Record excerpts below:

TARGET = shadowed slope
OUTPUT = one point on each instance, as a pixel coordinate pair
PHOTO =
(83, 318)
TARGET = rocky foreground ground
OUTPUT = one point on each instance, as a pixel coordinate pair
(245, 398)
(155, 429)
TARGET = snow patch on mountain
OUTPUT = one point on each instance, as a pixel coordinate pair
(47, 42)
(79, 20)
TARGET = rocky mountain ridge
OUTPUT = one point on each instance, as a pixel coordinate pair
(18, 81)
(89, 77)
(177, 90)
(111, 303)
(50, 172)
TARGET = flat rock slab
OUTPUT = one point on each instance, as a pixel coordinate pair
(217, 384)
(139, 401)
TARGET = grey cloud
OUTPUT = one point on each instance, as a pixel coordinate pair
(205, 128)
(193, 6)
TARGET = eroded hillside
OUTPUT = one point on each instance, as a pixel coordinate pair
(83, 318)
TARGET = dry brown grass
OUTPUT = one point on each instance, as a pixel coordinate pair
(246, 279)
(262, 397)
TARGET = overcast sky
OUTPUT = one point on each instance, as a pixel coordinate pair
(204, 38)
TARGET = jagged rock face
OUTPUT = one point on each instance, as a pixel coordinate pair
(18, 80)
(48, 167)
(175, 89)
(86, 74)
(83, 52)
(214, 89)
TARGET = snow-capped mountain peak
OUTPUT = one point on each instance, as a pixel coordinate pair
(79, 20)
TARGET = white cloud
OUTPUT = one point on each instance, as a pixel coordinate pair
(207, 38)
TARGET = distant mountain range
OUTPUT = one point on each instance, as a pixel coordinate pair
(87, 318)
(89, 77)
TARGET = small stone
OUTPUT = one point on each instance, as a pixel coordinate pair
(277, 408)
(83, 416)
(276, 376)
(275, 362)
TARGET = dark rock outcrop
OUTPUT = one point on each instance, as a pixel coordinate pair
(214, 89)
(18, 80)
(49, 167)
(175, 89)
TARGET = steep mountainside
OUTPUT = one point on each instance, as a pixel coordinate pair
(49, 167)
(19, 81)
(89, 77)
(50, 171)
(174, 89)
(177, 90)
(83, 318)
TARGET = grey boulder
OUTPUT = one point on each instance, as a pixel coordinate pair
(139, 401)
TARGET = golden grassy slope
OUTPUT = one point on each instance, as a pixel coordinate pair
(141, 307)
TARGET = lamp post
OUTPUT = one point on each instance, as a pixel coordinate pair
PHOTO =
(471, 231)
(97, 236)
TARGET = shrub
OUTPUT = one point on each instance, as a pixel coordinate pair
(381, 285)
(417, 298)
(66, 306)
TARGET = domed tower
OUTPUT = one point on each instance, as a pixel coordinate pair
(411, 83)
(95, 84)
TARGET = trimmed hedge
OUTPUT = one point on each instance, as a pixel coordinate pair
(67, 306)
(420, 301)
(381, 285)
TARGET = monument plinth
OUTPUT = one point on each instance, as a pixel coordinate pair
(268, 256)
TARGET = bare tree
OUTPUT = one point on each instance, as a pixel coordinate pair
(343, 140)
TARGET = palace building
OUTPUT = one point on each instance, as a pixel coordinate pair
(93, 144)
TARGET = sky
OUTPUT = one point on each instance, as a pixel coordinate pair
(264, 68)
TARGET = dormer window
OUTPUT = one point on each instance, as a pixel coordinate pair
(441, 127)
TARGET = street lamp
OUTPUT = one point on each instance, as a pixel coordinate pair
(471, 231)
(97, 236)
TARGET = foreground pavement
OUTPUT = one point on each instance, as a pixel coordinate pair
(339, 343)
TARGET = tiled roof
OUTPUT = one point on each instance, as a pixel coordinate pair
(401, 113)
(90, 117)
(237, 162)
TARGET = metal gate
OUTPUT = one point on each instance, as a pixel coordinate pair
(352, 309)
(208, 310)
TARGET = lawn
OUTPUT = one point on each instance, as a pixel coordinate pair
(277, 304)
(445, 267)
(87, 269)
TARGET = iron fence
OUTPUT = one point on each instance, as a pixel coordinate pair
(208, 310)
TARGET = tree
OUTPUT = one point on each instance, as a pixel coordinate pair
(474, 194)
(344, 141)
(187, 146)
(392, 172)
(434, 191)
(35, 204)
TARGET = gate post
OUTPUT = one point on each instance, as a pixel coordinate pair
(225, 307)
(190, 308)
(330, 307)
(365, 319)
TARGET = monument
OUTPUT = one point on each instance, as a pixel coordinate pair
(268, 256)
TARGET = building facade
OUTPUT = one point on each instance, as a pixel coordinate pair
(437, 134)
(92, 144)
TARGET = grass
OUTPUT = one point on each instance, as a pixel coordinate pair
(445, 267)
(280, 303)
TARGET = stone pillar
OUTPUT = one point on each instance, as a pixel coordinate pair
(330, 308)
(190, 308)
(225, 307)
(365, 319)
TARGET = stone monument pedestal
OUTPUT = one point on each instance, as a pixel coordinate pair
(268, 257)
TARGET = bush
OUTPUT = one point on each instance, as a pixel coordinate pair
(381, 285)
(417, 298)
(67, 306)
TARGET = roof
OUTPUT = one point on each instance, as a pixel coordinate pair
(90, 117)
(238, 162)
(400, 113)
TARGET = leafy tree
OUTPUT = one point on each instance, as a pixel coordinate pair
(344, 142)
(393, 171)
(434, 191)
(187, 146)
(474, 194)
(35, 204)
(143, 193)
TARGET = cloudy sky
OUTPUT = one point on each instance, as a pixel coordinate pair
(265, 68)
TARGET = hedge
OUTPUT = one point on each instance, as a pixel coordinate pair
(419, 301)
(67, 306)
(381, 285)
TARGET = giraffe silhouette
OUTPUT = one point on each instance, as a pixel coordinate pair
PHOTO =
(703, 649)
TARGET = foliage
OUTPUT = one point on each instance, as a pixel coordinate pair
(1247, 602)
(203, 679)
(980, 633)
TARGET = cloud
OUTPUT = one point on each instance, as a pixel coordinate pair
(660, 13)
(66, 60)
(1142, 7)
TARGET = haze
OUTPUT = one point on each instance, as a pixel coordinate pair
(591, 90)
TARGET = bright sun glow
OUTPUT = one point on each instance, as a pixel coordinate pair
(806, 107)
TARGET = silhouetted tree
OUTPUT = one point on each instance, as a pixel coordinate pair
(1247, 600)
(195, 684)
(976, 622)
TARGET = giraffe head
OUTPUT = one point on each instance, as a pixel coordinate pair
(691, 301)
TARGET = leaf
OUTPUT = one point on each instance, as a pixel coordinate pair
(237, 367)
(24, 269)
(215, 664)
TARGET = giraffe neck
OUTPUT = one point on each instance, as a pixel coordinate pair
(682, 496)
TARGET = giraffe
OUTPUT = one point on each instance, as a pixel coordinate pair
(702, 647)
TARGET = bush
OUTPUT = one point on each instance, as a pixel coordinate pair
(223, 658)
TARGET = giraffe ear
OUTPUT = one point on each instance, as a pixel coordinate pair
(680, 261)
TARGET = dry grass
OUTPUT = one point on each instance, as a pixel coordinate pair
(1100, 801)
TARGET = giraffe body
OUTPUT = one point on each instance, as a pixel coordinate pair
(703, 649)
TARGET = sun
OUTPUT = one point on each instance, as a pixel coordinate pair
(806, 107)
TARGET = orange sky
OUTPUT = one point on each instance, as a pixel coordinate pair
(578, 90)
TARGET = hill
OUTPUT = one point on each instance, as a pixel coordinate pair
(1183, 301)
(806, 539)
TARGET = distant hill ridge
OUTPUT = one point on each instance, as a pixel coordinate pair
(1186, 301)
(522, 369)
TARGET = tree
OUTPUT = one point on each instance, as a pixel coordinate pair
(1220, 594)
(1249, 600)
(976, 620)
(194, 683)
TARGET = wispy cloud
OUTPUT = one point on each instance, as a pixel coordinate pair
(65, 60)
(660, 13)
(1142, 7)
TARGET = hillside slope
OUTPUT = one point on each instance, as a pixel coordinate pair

End of Record excerpts.

What this task involves —
Where the string "ridge" occurs in the data, return the whole line.

Answer to the exercise —
TARGET = rocky mountain ridge
TARGET = distant hill ridge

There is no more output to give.